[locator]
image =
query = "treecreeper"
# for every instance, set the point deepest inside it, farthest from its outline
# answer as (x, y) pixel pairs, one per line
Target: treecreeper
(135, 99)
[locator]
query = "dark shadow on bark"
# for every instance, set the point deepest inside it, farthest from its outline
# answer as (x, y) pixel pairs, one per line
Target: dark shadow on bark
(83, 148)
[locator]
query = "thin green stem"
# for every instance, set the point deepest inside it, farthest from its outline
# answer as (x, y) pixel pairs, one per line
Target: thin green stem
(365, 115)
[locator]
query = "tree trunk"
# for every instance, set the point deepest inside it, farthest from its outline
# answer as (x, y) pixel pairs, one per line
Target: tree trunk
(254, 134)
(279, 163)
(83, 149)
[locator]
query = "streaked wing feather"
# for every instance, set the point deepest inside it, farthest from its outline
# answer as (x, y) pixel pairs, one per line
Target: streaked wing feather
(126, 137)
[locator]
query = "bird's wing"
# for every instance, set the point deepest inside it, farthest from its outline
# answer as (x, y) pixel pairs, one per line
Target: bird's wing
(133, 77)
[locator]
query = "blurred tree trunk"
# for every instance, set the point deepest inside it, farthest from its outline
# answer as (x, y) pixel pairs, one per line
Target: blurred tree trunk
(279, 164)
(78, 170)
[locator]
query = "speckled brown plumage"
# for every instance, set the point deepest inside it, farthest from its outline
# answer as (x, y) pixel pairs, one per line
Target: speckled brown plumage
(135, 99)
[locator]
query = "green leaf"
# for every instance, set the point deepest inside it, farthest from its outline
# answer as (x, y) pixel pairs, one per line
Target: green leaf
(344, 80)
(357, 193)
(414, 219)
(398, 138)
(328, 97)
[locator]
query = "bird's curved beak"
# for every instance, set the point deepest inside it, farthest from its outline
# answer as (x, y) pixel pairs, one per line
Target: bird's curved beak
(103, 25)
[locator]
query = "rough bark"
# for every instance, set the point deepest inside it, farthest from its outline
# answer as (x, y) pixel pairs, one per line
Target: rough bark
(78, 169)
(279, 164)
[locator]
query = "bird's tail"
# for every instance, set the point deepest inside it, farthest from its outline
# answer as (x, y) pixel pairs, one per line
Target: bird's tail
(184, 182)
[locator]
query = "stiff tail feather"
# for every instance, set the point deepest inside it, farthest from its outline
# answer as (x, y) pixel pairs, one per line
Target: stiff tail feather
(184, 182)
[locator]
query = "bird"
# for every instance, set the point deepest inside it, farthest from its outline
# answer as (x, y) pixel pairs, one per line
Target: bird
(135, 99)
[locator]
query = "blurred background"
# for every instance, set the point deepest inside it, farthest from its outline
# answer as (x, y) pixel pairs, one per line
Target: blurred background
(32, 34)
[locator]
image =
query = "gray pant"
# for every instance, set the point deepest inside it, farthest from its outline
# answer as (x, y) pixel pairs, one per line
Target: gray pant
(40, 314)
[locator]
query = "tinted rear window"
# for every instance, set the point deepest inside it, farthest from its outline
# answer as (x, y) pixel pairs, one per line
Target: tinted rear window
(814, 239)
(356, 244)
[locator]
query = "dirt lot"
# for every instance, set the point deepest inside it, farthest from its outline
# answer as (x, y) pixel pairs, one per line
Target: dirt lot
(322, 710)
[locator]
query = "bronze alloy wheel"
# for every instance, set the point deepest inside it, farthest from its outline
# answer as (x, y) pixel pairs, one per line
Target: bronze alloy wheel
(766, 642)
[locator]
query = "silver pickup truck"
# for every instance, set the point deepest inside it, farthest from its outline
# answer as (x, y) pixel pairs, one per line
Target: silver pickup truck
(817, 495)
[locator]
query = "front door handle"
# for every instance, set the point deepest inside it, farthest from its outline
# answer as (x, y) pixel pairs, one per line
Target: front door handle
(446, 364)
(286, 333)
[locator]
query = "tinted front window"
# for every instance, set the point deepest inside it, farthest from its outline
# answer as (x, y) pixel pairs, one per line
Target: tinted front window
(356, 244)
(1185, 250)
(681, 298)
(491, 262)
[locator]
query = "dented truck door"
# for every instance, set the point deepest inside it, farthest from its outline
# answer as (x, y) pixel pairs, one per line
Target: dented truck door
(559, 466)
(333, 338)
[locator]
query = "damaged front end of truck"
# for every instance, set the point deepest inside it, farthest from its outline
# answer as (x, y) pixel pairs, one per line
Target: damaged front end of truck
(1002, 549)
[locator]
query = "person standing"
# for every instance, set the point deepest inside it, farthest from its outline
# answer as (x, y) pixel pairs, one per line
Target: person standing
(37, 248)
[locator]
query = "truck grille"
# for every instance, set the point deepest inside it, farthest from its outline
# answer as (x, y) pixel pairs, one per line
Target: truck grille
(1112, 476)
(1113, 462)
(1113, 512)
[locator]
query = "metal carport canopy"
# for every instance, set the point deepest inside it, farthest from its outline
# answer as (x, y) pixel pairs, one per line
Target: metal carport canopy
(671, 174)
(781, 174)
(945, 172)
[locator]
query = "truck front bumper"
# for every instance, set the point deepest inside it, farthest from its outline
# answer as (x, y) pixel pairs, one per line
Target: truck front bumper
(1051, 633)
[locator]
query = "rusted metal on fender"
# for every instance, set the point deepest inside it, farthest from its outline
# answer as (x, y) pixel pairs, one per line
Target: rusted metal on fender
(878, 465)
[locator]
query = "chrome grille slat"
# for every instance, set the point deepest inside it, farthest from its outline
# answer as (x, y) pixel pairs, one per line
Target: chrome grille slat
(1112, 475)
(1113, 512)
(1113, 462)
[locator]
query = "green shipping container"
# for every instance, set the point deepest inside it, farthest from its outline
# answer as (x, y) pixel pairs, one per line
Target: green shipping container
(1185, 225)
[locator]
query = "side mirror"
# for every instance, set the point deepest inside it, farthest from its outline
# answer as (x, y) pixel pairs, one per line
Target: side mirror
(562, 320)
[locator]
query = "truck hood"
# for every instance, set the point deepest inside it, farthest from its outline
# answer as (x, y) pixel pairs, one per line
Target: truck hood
* * * * * * *
**Task statement**
Each line of the material must be restated exactly.

**Exercise output**
[locator]
image =
query = "treecreeper"
# for every instance, set the point deepest inside it, farthest from its outline
# answer as (x, y) pixel pairs, one per line
Target: treecreeper
(135, 99)
[locator]
query = "dark shadow on bark"
# for every instance, set the point deepest inside it, farthest from its outline
# answer as (x, y) pixel pairs, one per line
Target: dark shadow on bark
(83, 148)
[locator]
query = "thin green stem"
# for every instance, set the point deepest inside it, farthest from its outline
# answer as (x, y) pixel pairs, one per line
Target: thin green stem
(365, 115)
[locator]
query = "tree trunk"
# for every instance, set the point deepest inside it, farthest from its outline
# answer as (x, y) pixel pairs, one per line
Target: tree trunk
(254, 134)
(279, 163)
(83, 149)
[locator]
query = "streaked wing feather"
# for every instance, set the point deepest inside it, farthest from its outline
# answer as (x, y) pixel pairs, one per line
Target: streaked wing feather
(126, 137)
[locator]
query = "bird's wing"
# for every instance, set the point deepest inside it, farthest from its outline
# answer as (x, y) pixel pairs, one per line
Target: bird's wing
(133, 77)
[locator]
query = "blurred tree trunk"
# for every instance, set the point deepest inside it, farthest from its outline
# answer as (x, y) pixel pairs, one per line
Target: blurred tree trunk
(279, 164)
(78, 170)
[locator]
query = "speckled brown plumage"
# for every instance, set the point deepest inside it, farthest from its outline
# answer as (x, y) pixel pairs, one per line
Target: speckled brown plumage
(135, 99)
[locator]
query = "green leaf"
# for every instance, set the point deepest inside it, farthest from its outline
# answer as (x, y) pixel pairs, one per line
Target: green leaf
(344, 80)
(357, 193)
(414, 219)
(398, 138)
(328, 97)
[locator]
query = "bird's curved beak"
# for every instance, set the point deepest inside it, farthest from its outline
# answer as (x, y) pixel pairs, one per line
Target: bird's curved beak
(103, 25)
[locator]
query = "rough bark"
# for every instance, set the point deepest inside it, farthest from its outline
# answer as (x, y) pixel pairs, one per line
Target: rough bark
(78, 169)
(279, 164)
[locator]
query = "bird's tail"
# for every instance, set the point deepest inside it, farthest from its outline
# answer as (x, y) pixel pairs, one per line
Target: bird's tail
(184, 182)
[locator]
query = "stiff tail feather"
# for every instance, set the point deepest inside it, farthest from its outline
# answer as (x, y) pixel pairs, one per line
Target: stiff tail feather
(184, 182)
[locator]
query = "bird"
# for every instance, set the point deepest inside it, farthest from its outline
# answer as (x, y) pixel pairs, one per line
Target: bird
(135, 99)
[locator]
query = "blurred background"
# for every instance, set the point deepest inside it, farthest from its outline
# answer as (x, y) pixel pairs, one per line
Target: blurred background
(32, 34)
[locator]
image =
query = "gray pant"
# for every instance, set the point deepest inside it, farthest from its outline
# answer as (x, y) pixel pairs, one per line
Target: gray pant
(40, 314)
[locator]
query = "tinted rear window"
# for every instance, set the point deepest inside it, farthest from its outline
# answer as (x, y) pixel pairs, one per line
Target: tinted rear window
(814, 239)
(356, 244)
[locator]
query = "dirt lot"
# for every instance, set the point deepest inside it, farthest from its outline
# answer as (x, y) pixel pairs, one per line
Target: dirt lot
(322, 710)
[locator]
query = "bronze alloy wheel"
# for every instance, set the point deepest inside it, farthest from its outline
# answer as (x, y) pixel pairs, one per line
Target: bronze alloy wheel
(766, 642)
[locator]
query = "silver pickup truck"
# for every instance, set the point deepest inside it, farthest from its outline
# answer as (x, y) pixel pairs, one per line
Target: silver pickup truck
(817, 495)
[locator]
query = "front door handle"
# for every instance, set the point deepest inside it, farthest from its outline
# answer as (x, y) pixel pairs, one per line
Target: front door handle
(446, 364)
(286, 333)
[locator]
query = "tinted front window"
# for every instance, set the point deepest inside it, farthest from its outline
# answer as (x, y) pixel pairs, one per line
Target: tinted front window
(356, 244)
(1185, 250)
(681, 298)
(491, 262)
[locator]
query = "dented truck door"
# for every instance, set the point deepest inside it, farthest from its outline
# answer as (x, y) pixel pairs, one per line
Target: dented truck door
(559, 466)
(333, 338)
[locator]
query = "damaged front end of truck"
# for every instance, set the point deepest inside it, farthest from its outline
# answer as (x, y) pixel pairs, one per line
Target: damaged front end of truck
(1002, 549)
[locator]
query = "person standing"
# for every instance, set the point deepest inside it, farthest from its outline
# answer as (x, y) pixel pairs, one per line
Target: person standing
(37, 248)
[locator]
query = "truck grille"
# for every instance, set the point deepest inside it, farthest from its outline
# answer as (x, y) pixel pairs, one per line
Target: truck grille
(1112, 476)
(1113, 462)
(1113, 512)
[locator]
query = "metal carport canopy"
# for every instance, set the point deepest inside it, farthest from its outline
# answer as (x, y) pixel pairs, one per line
Target: metal carport canopy
(671, 174)
(781, 174)
(945, 172)
[locator]
query = "truck front bumper"
# for every instance, set the point deepest inside it, farthest from its outline
# answer as (x, y) pixel pairs, one per line
Target: truck front bumper
(1051, 633)
[locator]
query = "rusted metal on fender"
# for every instance, set the point deepest inside it, farthest from its outline
# answer as (x, y) pixel pairs, one per line
Target: rusted metal on fender
(878, 465)
[locator]
query = "chrome grille slat"
# for every instance, set the point deepest inside it, farthest from its outline
# answer as (x, y) pixel pairs, one per line
Target: chrome grille slat
(1112, 475)
(1113, 512)
(1113, 462)
[locator]
query = "green shipping container"
# for every instance, set the point deepest inside it, farthest from its outline
# answer as (x, y) pixel pairs, one per line
Target: green shipping container
(1185, 225)
[locator]
query = "side mirror"
# for every instance, set the point deepest inside it, farthest from its outline
# answer as (x, y) pixel pairs, one per line
Target: side mirror
(562, 320)
[locator]
query = "truck hood"
# for every instance, set the point deepest inside it, farthest from its outline
# answer as (x, y) pixel pairs, one per line
Target: truck hood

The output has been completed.